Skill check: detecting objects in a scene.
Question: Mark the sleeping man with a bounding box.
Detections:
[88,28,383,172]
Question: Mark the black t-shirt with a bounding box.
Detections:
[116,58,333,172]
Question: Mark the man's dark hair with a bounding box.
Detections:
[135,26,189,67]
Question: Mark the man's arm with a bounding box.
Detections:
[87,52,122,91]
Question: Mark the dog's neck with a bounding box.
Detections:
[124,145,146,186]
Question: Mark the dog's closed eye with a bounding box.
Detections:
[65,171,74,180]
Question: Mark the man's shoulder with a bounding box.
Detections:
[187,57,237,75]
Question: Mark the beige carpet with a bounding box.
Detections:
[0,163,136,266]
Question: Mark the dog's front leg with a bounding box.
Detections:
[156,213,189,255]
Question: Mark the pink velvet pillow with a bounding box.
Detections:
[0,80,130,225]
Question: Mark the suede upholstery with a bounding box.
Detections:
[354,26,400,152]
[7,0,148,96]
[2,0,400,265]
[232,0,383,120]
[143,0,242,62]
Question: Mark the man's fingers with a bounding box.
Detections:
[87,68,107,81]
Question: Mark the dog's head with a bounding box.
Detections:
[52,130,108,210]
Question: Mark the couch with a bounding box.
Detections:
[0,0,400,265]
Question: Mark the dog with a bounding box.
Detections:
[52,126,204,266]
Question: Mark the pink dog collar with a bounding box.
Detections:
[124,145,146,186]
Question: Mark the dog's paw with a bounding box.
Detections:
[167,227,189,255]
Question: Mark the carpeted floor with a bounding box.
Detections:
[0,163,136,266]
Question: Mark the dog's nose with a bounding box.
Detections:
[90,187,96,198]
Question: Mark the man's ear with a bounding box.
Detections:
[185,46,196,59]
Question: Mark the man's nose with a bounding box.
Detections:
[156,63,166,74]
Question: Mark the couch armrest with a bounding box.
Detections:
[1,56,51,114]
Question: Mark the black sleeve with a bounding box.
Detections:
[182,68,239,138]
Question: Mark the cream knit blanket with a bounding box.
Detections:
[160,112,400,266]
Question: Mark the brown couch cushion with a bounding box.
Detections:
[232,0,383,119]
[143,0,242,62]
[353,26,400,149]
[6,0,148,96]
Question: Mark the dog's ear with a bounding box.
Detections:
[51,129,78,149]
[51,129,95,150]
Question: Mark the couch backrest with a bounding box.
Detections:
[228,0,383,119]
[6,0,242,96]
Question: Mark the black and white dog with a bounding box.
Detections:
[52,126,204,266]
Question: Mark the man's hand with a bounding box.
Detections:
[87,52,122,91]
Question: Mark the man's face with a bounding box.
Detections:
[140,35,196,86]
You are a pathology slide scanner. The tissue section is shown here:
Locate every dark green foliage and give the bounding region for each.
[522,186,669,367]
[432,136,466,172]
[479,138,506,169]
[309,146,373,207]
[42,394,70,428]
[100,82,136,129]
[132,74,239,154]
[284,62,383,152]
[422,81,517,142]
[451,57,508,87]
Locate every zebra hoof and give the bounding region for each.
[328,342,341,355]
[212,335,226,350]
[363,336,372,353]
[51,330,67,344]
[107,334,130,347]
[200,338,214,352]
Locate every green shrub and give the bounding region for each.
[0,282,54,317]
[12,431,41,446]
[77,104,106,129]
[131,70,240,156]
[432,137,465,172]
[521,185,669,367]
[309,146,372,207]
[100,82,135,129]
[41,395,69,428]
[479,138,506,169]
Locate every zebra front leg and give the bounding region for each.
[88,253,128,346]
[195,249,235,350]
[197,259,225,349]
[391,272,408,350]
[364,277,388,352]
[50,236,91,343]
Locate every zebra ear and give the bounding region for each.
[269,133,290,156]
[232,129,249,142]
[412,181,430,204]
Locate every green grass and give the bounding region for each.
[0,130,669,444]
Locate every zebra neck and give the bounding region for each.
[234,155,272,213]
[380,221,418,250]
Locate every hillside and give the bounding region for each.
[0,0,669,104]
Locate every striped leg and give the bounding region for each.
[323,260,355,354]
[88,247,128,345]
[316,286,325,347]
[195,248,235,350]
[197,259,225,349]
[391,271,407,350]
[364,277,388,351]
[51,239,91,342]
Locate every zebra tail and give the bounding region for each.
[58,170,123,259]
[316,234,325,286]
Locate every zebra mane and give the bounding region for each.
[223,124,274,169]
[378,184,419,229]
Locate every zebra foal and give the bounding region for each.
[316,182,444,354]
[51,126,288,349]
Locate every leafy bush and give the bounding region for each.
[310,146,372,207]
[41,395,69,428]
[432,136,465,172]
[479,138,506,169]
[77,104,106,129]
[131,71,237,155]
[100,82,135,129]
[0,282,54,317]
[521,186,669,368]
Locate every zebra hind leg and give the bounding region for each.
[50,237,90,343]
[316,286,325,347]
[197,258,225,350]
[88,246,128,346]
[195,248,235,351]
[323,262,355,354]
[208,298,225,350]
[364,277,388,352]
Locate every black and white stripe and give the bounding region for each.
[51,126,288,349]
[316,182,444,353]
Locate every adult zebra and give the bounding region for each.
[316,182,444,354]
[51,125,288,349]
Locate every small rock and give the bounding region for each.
§ §
» Stated problem:
Copy all of the items above word for word, from the first through the last.

» Correct response:
Skill check: detecting objects in a scene.
Question: Mark the sleeping man with a bounding box.
Detections:
[88,28,383,172]
Question: Mark the black t-shirt with a bounding box.
Detections:
[116,58,333,172]
Question: Mark the man's dark hair with a bounding box.
Detections:
[135,26,189,67]
Question: Mark the man's arm with a bounding box.
Detections:
[87,52,122,91]
Question: Mark the dog's neck with a bounding box.
Detections:
[124,145,146,186]
Question: Mark the dog's closed eye with a bounding box.
Detections:
[65,171,74,180]
Question: Mark the man's shoulder with a bounding box.
Detections:
[187,57,237,75]
Question: Mark the beige carpet with a bounding box.
Detections:
[0,163,136,266]
Question: Mark the dog's front leg with a bounding box.
Detections:
[156,213,189,255]
Question: Mark the pink velvet pillow with a bounding box.
Detections:
[0,80,130,225]
Question: Mark the suede upholstery with a bounding box.
Detections:
[354,26,400,152]
[7,0,148,96]
[2,0,400,265]
[232,0,383,120]
[143,0,242,62]
Question: Mark the man's fingers with a bounding box.
Detections:
[87,68,107,81]
Question: Mark the dog's head with a bounding box.
Detections:
[52,130,108,210]
Question: Mark the couch with a bounding box.
Detections:
[0,0,400,265]
Question: Mark the dog with a bounding box.
Detections:
[52,126,204,266]
Question: Mark the pink dog collar with a bounding box.
Detections:
[124,145,146,186]
Question: Mark the dog's paw with a bounding box.
Detections:
[167,227,189,255]
Question: Mark the carpeted floor with a bounding box.
Detections:
[0,163,136,266]
Question: Mark the dog's nose with a bounding box.
Detections:
[90,187,96,198]
Question: Mark the man's ear with a bounding box.
Detections:
[185,46,196,59]
Question: Mark the man's nose with a bounding box.
Detections:
[156,63,166,74]
Question: Mark the couch armrest with a bounding box.
Detections:
[1,56,51,114]
Question: Mark the black sleeve with a bounding box.
Detections:
[182,68,239,138]
Question: Mark the cream knit blanket with a bounding box.
Detections:
[160,112,400,266]
Question: Mark the brown couch cushion with a bounding box.
Detections:
[232,0,383,119]
[143,0,242,62]
[353,26,400,149]
[6,0,148,96]
Question: Mark the dog's ear with a bounding box.
Detections:
[51,129,78,149]
[51,129,95,150]
Question: Mark the couch backrest with a bounding box.
Detections:
[228,0,383,119]
[6,0,242,96]
Question: Mark the black and white dog with a bounding box.
Detections:
[52,126,204,266]
Question: Mark the man's hand with a bounding box.
Detections:
[87,52,122,91]
Question: Mark the man's face with a bounding box.
Detections:
[140,35,196,86]
You are a pathology slide scanner. The tissue section is shown here:
Locate every dark green foliage and give the bounding region for each.
[522,186,669,367]
[432,136,466,172]
[479,138,506,169]
[309,146,373,207]
[42,394,70,428]
[100,82,136,129]
[132,74,239,154]
[284,62,383,152]
[422,81,517,142]
[451,57,508,87]
Locate every zebra hoof and give the bounding region for each.
[328,342,341,355]
[212,335,226,350]
[363,336,372,353]
[51,330,67,344]
[107,334,130,347]
[200,338,214,352]
Locate every green shrub and give the bounding region for each.
[0,282,54,317]
[12,431,41,446]
[77,104,106,129]
[131,70,240,156]
[432,137,465,172]
[521,185,669,367]
[309,146,372,207]
[100,82,135,129]
[41,395,69,428]
[479,138,506,169]
Locate every zebra front leg and give the bounding region for each.
[88,253,128,346]
[195,249,235,350]
[197,259,225,349]
[391,272,408,350]
[364,277,388,352]
[50,236,91,343]
Locate every zebra ear and give the bounding region for each.
[269,133,290,156]
[232,129,249,142]
[412,181,430,204]
Locate every green grass and give the bounding region for each.
[0,130,669,444]
Locate every zebra neck and give the bounding region for each.
[234,155,272,213]
[380,221,418,250]
Locate every hillside and give the bounding region for each.
[0,0,669,104]
Locate every striped leg and give the bounding region for each.
[323,260,355,354]
[88,247,128,345]
[316,286,325,347]
[195,248,235,350]
[197,259,225,349]
[391,271,407,350]
[364,277,388,351]
[51,239,91,342]
Locate every zebra tail and give the bounding region for each.
[58,170,123,259]
[316,234,325,286]
Locate every zebra mane and give the bounding region for each.
[223,124,274,169]
[378,184,419,229]
Locate every zebra foal and give the bounding region for each.
[316,182,444,354]
[51,126,288,349]
Locate every leafy bush and give the bounding region for each.
[310,146,372,207]
[41,395,69,428]
[432,136,465,172]
[479,138,506,169]
[77,104,106,129]
[131,71,237,155]
[100,82,135,129]
[0,282,54,317]
[521,186,669,368]
Locate every zebra hind leg and give the bounding region for each.
[50,237,90,343]
[316,286,325,347]
[197,258,225,350]
[88,246,128,346]
[195,248,235,351]
[323,262,355,354]
[208,298,225,350]
[364,277,388,352]
Locate every black and white stripe and give the bounding region for each.
[51,126,288,349]
[316,182,444,353]
Locate every adult zebra and give the bounding region for each.
[316,182,444,354]
[51,125,288,349]
Locate every small rock and give the bounding region for each.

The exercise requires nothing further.